> GIVEN PROBLEM
Copy out the lines from the one containing "indicate the stone masonry" through the end of the records, keeping every character unchanged.

> MATERIAL SUPPLIED
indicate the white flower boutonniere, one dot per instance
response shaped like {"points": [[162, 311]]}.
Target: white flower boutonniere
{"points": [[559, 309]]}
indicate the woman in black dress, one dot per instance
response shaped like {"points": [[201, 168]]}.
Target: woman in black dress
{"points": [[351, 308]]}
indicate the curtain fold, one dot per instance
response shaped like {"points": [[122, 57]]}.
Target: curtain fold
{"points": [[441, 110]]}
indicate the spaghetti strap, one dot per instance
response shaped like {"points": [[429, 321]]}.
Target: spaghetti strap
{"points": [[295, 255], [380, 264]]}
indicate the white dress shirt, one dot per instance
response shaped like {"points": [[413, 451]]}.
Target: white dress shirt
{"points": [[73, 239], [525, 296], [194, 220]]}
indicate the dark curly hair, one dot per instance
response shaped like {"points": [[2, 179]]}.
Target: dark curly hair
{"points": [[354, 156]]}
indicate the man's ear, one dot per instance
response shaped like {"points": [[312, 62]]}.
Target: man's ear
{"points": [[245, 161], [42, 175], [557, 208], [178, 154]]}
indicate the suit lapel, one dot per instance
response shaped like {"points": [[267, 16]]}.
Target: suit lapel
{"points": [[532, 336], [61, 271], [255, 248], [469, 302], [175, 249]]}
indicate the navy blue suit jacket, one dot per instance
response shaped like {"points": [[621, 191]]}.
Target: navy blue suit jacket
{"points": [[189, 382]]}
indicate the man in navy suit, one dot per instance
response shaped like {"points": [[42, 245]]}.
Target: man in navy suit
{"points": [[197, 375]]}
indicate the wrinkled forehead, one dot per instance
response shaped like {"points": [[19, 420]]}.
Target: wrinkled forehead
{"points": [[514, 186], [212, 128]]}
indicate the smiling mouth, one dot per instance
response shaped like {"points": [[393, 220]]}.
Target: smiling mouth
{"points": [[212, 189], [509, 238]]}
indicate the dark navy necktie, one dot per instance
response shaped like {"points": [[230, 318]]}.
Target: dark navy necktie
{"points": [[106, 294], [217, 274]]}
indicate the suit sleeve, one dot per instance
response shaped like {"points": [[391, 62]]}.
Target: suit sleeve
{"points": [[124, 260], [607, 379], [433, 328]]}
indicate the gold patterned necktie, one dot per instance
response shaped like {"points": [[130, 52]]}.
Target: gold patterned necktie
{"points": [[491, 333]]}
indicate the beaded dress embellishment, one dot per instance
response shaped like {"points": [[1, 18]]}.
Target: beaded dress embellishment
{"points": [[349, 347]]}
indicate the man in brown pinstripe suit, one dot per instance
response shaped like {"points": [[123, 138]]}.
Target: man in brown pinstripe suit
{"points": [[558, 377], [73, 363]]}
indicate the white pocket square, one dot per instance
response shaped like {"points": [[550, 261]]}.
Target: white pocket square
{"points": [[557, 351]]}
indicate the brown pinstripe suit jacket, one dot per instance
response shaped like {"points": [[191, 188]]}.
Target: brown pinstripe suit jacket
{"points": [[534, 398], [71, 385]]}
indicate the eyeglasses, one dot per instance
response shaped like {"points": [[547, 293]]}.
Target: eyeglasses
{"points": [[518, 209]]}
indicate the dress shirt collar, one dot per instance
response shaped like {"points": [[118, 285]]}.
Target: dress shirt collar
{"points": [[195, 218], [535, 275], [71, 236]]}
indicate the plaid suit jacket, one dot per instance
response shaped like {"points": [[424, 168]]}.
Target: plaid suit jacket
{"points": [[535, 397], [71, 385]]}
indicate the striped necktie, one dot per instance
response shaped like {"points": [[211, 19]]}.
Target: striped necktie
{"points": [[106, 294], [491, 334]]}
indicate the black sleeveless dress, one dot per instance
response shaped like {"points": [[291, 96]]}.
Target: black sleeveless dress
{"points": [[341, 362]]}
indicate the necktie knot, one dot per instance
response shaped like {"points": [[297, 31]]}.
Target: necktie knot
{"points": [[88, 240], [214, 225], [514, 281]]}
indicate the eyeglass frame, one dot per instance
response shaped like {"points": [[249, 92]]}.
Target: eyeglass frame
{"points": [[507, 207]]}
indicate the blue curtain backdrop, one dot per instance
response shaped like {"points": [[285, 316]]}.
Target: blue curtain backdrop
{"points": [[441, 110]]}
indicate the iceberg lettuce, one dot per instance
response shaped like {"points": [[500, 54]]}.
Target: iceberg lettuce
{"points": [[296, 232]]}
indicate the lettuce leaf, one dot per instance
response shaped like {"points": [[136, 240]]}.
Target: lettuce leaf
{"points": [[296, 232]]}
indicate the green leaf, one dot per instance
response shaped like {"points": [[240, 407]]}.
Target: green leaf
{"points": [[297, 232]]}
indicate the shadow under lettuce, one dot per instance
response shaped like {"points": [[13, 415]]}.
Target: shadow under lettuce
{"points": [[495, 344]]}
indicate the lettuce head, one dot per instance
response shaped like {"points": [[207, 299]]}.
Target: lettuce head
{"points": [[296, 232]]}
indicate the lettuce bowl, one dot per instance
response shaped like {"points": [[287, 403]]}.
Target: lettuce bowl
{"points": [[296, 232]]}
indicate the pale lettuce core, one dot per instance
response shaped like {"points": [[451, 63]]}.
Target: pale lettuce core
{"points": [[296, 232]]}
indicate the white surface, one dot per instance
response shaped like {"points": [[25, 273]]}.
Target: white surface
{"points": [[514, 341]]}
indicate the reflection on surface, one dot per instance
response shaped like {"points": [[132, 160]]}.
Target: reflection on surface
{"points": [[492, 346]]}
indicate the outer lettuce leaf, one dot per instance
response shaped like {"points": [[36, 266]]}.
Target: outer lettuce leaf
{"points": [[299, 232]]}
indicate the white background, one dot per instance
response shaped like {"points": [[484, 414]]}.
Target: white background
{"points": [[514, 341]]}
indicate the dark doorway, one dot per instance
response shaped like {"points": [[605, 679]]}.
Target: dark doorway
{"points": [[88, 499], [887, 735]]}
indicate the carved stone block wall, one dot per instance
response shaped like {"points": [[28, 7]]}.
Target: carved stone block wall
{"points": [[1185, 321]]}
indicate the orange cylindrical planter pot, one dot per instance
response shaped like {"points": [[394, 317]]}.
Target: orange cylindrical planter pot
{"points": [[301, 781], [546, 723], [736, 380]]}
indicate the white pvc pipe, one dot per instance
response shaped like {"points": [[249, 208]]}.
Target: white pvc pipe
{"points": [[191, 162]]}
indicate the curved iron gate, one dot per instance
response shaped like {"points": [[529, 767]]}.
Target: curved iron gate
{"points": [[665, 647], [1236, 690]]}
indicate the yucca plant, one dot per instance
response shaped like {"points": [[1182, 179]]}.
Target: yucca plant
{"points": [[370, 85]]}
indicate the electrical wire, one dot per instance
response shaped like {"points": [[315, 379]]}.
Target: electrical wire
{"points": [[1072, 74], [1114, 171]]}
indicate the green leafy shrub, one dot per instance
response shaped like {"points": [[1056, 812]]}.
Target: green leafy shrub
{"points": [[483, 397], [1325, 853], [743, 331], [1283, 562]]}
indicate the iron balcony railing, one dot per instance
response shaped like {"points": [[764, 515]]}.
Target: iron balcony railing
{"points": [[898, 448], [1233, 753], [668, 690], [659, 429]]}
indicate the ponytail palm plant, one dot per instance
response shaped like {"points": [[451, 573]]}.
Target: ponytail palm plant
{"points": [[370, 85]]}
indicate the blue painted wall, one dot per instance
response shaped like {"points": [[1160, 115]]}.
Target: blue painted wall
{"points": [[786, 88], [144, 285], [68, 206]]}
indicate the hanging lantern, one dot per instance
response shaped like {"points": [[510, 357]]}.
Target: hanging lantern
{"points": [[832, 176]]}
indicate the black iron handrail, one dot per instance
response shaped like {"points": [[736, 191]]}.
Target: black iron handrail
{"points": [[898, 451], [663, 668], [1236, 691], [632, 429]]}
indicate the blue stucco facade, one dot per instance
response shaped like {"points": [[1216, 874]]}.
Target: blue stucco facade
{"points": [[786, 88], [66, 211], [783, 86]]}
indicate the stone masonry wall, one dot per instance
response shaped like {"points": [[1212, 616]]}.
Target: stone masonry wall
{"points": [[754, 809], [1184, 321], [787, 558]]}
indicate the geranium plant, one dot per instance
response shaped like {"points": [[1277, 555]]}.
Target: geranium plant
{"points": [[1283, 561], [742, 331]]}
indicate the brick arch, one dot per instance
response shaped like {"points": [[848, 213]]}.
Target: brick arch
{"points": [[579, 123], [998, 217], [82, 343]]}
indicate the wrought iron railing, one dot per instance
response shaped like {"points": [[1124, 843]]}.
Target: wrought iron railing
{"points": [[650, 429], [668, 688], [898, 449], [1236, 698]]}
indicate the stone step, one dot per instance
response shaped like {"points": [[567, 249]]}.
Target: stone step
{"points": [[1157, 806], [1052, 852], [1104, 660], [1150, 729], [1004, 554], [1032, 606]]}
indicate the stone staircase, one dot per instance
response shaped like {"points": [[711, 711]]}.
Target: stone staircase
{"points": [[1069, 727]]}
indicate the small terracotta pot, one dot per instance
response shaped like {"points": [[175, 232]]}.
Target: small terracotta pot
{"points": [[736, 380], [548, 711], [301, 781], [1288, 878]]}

> FULL SOLUTION
indicate the stone masonry wall, one dot per instance
response shaped like {"points": [[1212, 616]]}.
Target: stone masonry wall
{"points": [[754, 809], [1184, 321], [787, 558]]}
indicate the geranium plant, one dot per instance
response shaped like {"points": [[1277, 555]]}.
Target: geranium plant
{"points": [[1283, 561], [742, 331]]}
indicate the brick arch, one dot per instance
response shaped like {"points": [[848, 213]]}.
Target: brick arch
{"points": [[579, 123], [998, 217], [82, 343]]}
indicate the wrought iron railing, one dot per instance
response shaped like {"points": [[1124, 843]]}.
Target: wrought iron railing
{"points": [[650, 429], [668, 688], [898, 449], [1236, 698]]}
indicate the stone step, one dot per instance
response shaped like {"points": [[567, 249]]}.
Target: stone step
{"points": [[1157, 806], [1052, 852], [1104, 660], [1150, 729], [1004, 554], [1032, 606]]}
indicate the stone staircase, one dot per instance
response shaped like {"points": [[711, 711]]}.
Target: stone staircase
{"points": [[1069, 727]]}
indicate the small terracotta pot, one dot per instance
response shaped like {"points": [[175, 232]]}.
Target: small terracotta pot
{"points": [[736, 380], [548, 711], [301, 781], [1288, 878]]}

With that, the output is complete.